- WORK INSTRUCTION
The answer is every line of the records that holds the word "test", copied in full.

- INPUT DATA

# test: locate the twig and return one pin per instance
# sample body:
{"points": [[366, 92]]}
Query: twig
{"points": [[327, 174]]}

--

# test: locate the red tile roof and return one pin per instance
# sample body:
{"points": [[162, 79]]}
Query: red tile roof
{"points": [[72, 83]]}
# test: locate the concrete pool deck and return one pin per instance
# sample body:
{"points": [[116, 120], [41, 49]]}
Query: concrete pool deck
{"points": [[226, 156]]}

- EXERCISE OUTPUT
# test: locate the twig and return one pin per instance
# test: locate the red tile roof and return one pin per instance
# test: locate the concrete pool deck and return one pin per instance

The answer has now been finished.